**TASK:** From the line that contains "Each instance receives exactly one keypoint. Mark the car wheel" to the last line of the entries, write each line out exactly; include both ends and nothing else.

Point-per-instance localization data:
____________
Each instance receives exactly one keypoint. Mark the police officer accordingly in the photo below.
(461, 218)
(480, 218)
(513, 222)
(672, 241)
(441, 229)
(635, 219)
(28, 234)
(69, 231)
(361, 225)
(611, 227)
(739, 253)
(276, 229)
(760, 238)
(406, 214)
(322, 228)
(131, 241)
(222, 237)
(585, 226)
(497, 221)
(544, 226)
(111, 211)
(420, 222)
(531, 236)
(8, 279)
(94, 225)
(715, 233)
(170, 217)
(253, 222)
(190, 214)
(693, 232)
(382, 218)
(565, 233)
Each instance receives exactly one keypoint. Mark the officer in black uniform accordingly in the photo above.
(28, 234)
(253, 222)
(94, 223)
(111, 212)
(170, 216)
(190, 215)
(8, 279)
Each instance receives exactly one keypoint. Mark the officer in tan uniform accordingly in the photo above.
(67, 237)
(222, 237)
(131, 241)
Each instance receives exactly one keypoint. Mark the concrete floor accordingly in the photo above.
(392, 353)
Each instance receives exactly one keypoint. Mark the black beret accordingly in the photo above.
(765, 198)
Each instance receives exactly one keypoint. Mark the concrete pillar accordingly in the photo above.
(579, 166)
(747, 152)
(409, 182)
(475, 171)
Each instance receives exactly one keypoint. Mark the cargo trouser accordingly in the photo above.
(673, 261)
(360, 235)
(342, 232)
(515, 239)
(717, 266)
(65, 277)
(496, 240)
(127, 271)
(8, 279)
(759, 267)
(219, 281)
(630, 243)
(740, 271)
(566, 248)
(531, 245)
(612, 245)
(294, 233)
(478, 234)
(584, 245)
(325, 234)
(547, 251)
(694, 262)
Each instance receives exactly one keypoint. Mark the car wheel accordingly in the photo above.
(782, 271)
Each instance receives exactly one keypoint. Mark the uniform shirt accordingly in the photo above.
____________
**YOUR SOLUTION:**
Each instance receives exactly one keypoint. Mark the car wheel accordingly in the photo above.
(782, 271)
Each instance receives exactly one keypoint. Mark the uniform shirt accordingly in the photo above.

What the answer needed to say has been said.